▶ [Source text]
=== Begin Enclosure ===

Memorandum by the Academy of Medical Sciences
The major successes of the last century in the
prevention and treatment of bacterial infection encouraged a belief
that the essential problems had been solved and that infectious
disease would largely be eliminated as a public health problem.
It is now widely appreciated that this optimism was misplaced.
We note that the committee wishes to limit the
focus of the report. However, we believe that infectious diseases
surveillance must have a global perspective, and to discuss the
infection risks to the UK divorced from considerations of the
problems of antibiotic resistance, or to focus on community-acquired
rather than hospital-acquired infections would be a mistake.
The answer to the question "which infectious
diseases pose the biggest threats in the foreseeable future"
is that because of evolutionwhich is essentially unpredictablenobody
The UK has a relative paucity of infection specialists.
There are large areas of the country where there is no local expertise.
We are particularly concerned by the weakness in academic public
health medicine in the UK, and in particular public health aspects
of infection. We suggest that a targeted effort to strengthen
this area, with both clinical and non-clinical scientists working
together, is an urgent need.
High quality national surveillance is the cornerstone
of infectious diseases epidemiology. The CMO strategy proposes
the abolition of the PHLS as a body concerned exclusively with
infection. We have serious concerns that the proposals run the
risk of destroying a national resource that, although not perfect,
provided a coherent and valuable service.
We have grave misgivings that transferring the
R&D funds currently managed by the PHLS and other agencies
into the general fund under the control of the NHS Director of
R&D may undermine the public health function.
There is an urgent need to strengthen the academic
base of molecular microbiology, infectious diseases and public
health epidemiology in the UK, to exploit existing strengths in
vaccinology, and to invest in the new technologies that underpin
modern molecular surveillance and diagnosis.
1. Continuing importance of infectious diseases
1.1 In 1970, the Surgeon-General of the
United States of America indicated that it was "time to close
the book on infectious diseases, [and] declare the war against
pestilence won. . .". There is broad agreement that this
optimism was premature. It is appropriate to restate the observations
made last year by a working party of the Academy when reviewing
academic medical bacteriology: (1)

=== End Enclosure ===

▶ [Work task 1]
According to the memorandum, what does the CMO strategy propose?
▶ [Work task 2]
Copy everything in the memorandum from "We note that" down to "of infection specialists.", swapping "committee" for "panel".
Work only from the memorandum above.

▶ [Listed entries]
=== Begin Enclosure ===

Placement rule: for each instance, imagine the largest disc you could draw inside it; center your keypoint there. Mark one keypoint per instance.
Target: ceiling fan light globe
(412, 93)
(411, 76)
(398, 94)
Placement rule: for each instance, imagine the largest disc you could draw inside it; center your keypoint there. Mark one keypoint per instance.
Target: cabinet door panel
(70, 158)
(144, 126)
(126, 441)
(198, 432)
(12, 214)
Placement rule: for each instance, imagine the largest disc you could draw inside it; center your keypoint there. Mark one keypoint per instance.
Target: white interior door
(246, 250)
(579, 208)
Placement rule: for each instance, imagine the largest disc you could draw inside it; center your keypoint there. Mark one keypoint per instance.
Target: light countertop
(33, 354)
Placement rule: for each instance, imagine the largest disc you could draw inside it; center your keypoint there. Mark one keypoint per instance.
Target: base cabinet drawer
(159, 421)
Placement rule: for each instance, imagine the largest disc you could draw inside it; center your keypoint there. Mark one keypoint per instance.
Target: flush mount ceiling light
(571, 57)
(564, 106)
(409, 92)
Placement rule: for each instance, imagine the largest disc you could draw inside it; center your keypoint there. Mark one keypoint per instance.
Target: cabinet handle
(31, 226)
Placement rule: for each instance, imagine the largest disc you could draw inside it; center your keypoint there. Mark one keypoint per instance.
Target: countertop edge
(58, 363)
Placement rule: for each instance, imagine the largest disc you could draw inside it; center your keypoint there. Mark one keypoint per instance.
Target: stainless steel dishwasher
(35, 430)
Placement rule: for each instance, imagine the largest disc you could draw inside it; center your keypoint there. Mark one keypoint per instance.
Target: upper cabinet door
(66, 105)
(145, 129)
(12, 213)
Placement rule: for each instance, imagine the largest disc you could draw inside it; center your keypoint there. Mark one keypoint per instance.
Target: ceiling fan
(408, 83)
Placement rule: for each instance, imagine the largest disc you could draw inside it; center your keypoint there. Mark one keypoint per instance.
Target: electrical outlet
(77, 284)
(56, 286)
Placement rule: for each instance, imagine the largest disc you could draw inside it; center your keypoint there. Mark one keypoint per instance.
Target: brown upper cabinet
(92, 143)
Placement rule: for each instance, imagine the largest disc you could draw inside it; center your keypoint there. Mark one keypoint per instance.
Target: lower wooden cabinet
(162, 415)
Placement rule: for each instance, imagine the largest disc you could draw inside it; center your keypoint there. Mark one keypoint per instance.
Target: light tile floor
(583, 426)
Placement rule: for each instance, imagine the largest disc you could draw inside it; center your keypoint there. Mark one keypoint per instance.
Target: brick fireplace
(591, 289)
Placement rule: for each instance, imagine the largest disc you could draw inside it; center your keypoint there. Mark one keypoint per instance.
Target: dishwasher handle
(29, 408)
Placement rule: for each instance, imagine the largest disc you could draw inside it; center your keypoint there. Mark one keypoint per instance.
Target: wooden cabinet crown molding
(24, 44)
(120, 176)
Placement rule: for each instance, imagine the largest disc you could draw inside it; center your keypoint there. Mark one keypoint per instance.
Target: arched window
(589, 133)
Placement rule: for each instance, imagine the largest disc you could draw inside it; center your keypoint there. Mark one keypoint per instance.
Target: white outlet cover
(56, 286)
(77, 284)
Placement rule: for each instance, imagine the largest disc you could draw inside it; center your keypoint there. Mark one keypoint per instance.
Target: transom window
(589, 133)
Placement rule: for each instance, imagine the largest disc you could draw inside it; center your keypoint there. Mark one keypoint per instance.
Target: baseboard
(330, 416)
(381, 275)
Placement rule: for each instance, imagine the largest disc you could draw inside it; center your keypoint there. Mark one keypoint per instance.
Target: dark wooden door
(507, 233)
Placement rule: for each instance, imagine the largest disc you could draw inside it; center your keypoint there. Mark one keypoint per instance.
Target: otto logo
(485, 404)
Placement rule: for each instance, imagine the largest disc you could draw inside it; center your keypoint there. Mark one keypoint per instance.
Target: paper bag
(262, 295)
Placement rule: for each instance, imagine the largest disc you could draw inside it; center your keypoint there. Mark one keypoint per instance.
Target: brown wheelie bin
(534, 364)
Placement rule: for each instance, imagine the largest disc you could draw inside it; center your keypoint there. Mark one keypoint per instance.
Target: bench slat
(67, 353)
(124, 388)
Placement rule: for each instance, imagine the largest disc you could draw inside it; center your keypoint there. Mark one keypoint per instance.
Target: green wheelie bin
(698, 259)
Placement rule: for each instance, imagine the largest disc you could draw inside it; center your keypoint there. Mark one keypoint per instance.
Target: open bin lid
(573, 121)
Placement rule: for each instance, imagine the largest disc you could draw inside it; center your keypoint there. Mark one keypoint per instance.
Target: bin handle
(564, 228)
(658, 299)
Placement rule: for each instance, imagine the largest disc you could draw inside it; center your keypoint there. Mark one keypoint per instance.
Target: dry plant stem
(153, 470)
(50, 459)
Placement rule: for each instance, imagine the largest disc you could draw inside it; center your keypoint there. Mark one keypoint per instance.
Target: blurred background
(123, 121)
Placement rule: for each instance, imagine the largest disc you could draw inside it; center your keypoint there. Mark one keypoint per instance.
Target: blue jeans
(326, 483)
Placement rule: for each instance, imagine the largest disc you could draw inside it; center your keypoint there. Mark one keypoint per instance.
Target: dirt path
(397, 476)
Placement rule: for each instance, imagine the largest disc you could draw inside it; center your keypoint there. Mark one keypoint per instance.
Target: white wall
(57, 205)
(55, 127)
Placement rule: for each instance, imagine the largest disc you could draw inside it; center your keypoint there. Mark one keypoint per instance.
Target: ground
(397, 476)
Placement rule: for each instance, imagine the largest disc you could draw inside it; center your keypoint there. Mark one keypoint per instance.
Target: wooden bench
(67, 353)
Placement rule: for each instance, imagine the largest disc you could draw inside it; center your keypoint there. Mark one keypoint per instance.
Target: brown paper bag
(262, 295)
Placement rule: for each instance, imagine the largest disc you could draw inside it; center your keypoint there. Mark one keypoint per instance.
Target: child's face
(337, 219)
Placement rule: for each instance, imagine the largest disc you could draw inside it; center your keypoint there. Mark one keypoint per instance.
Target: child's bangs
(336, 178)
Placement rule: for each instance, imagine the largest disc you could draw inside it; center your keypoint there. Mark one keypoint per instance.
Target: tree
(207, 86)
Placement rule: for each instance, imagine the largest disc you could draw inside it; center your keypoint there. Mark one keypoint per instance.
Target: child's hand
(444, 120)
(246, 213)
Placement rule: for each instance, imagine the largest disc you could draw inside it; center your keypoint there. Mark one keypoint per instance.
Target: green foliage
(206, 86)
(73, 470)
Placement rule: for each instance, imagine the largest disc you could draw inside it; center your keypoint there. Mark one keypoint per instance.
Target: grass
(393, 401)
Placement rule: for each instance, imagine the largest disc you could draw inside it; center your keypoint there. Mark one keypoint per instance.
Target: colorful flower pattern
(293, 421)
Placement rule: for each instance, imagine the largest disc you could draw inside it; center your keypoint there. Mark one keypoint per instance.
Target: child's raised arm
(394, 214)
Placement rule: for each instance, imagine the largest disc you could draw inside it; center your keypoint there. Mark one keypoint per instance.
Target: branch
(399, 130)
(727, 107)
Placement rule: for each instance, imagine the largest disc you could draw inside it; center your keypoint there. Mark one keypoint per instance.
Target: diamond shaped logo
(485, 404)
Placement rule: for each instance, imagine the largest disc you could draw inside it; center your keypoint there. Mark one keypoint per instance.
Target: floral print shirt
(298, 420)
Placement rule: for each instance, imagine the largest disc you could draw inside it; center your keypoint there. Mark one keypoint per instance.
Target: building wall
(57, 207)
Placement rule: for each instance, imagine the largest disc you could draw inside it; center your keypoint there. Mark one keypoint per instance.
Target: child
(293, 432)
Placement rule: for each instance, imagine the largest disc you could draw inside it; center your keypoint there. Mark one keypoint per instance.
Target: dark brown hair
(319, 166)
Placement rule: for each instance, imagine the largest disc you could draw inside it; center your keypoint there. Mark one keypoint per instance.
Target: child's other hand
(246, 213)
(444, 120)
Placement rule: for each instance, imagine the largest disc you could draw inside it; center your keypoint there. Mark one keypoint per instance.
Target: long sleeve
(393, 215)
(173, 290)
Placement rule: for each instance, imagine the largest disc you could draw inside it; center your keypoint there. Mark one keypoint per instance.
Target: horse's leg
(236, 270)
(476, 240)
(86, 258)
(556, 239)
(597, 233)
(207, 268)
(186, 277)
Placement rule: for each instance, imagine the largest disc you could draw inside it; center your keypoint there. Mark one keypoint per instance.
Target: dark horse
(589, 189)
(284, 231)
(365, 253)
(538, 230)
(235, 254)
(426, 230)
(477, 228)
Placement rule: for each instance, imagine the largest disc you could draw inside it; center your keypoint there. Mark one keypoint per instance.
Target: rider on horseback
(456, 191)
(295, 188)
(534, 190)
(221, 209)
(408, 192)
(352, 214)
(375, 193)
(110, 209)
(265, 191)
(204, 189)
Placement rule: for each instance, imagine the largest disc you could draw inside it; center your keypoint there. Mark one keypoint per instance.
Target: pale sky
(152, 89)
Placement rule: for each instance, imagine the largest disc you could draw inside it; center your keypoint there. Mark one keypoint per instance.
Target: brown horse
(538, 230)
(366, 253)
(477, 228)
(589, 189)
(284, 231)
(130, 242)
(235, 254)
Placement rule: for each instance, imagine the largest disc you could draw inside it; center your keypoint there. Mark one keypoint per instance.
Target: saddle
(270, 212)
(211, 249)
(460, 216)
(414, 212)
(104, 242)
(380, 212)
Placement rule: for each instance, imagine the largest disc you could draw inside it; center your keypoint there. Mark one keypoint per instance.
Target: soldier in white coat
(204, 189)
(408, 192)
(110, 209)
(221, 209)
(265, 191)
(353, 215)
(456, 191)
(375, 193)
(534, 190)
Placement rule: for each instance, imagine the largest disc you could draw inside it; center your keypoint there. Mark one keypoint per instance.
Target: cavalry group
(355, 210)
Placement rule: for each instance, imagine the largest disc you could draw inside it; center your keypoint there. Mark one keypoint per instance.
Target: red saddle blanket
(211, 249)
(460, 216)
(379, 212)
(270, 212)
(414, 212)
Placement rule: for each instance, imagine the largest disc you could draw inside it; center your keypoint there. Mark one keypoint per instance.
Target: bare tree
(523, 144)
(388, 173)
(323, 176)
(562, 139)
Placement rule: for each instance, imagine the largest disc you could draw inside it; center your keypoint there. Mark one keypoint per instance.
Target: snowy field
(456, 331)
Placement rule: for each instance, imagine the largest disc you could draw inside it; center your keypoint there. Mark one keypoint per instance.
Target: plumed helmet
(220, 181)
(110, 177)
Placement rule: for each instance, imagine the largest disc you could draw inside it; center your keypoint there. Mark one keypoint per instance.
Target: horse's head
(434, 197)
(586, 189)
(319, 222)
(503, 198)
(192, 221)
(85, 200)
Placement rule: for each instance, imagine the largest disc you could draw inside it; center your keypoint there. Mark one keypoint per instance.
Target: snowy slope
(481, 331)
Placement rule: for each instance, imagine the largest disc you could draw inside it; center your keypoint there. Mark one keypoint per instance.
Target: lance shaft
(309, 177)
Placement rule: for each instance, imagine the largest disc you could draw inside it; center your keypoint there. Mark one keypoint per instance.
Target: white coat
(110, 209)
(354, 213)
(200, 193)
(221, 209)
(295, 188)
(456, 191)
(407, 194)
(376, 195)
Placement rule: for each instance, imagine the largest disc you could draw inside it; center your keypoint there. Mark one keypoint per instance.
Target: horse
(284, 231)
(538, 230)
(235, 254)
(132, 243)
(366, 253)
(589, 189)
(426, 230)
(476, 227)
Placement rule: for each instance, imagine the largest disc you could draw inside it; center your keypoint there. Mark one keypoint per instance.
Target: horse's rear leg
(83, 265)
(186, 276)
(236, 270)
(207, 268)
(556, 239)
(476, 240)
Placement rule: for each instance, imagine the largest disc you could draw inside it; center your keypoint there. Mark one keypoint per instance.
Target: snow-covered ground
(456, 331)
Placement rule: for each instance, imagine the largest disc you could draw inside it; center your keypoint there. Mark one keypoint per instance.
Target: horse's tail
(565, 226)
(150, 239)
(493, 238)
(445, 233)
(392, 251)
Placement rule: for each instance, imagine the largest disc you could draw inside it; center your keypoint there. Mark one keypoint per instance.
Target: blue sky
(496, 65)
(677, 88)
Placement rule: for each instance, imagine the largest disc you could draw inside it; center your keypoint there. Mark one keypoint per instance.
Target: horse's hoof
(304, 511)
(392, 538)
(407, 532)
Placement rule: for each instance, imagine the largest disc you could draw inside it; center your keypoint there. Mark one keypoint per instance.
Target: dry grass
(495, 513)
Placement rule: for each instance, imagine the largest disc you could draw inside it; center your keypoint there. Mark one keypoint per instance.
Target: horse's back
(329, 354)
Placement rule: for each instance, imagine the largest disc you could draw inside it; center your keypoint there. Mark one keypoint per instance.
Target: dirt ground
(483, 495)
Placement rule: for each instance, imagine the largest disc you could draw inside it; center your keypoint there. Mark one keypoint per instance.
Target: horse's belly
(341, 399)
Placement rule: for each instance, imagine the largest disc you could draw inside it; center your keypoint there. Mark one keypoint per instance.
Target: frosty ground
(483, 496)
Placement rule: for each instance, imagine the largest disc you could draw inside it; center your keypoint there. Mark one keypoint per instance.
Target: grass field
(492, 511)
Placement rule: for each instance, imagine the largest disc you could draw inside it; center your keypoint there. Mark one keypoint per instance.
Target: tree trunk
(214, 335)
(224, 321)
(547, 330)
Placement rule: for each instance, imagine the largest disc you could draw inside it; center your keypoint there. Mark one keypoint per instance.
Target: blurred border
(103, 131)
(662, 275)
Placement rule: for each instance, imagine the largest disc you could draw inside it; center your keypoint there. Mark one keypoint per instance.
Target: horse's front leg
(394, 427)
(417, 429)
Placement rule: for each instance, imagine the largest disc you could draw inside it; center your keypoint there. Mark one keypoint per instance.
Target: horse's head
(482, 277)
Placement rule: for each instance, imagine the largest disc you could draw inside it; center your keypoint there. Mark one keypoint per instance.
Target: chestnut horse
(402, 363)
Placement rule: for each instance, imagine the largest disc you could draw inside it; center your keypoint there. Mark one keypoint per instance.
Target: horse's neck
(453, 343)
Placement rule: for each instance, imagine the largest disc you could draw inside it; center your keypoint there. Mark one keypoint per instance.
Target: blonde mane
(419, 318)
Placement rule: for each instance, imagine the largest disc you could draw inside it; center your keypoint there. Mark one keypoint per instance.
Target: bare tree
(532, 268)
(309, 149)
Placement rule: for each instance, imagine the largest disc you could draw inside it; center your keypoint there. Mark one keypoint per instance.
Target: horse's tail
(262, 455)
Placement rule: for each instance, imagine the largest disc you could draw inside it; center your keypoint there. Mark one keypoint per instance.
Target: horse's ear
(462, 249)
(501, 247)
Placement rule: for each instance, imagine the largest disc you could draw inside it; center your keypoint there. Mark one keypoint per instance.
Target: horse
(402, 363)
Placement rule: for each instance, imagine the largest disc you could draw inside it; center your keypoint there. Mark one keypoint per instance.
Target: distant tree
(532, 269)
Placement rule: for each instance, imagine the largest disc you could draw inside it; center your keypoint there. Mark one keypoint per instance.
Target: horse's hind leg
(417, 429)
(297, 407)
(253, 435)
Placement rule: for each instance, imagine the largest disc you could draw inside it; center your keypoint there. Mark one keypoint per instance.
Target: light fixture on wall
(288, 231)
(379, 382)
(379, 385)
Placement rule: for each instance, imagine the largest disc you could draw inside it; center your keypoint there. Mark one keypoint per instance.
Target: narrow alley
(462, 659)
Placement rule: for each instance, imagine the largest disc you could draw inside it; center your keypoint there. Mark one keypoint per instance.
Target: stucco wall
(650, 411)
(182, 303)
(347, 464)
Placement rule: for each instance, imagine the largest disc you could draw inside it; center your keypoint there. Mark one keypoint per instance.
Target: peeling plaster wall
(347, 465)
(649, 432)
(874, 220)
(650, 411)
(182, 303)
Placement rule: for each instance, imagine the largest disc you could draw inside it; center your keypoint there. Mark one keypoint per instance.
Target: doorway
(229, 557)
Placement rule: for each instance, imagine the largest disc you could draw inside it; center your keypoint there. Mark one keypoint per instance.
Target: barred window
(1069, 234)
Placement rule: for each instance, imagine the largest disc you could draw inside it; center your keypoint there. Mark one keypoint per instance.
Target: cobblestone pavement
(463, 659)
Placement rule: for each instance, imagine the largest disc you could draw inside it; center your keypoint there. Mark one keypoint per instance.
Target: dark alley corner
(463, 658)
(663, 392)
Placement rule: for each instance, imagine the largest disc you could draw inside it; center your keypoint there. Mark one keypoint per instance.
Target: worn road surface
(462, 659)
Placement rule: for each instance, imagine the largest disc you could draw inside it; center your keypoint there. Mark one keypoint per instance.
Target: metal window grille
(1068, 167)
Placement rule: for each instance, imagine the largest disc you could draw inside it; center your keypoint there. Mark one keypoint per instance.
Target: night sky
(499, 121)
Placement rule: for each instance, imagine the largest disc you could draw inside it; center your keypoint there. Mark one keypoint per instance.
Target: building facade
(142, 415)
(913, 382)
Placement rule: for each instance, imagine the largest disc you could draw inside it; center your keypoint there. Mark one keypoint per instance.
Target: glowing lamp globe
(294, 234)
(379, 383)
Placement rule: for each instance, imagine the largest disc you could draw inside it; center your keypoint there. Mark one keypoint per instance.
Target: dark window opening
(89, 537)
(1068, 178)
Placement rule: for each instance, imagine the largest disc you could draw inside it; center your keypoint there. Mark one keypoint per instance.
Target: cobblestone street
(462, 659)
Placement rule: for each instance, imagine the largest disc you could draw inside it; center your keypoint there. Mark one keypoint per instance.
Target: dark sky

=== End Enclosure ===

▶ [Response box 1]
It proposes the abolition of the PHLS as a body concerned exclusively with infection.

▶ [Response box 2]
We note that the panel wishes to limit the
focus of the report. However, we believe that infectious diseases
surveillance must have a global perspective, and to discuss the
infection risks to the UK divorced from considerations of the
problems of antibiotic resistance, or to focus on community-acquired
rather than hospital-acquired infections would be a mistake.
The answer to the question "which infectious
diseases pose the biggest threats in the foreseeable future"
is that because of evolutionwhich is essentially unpredictablenobody
The UK has a relative paucity of infection specialists.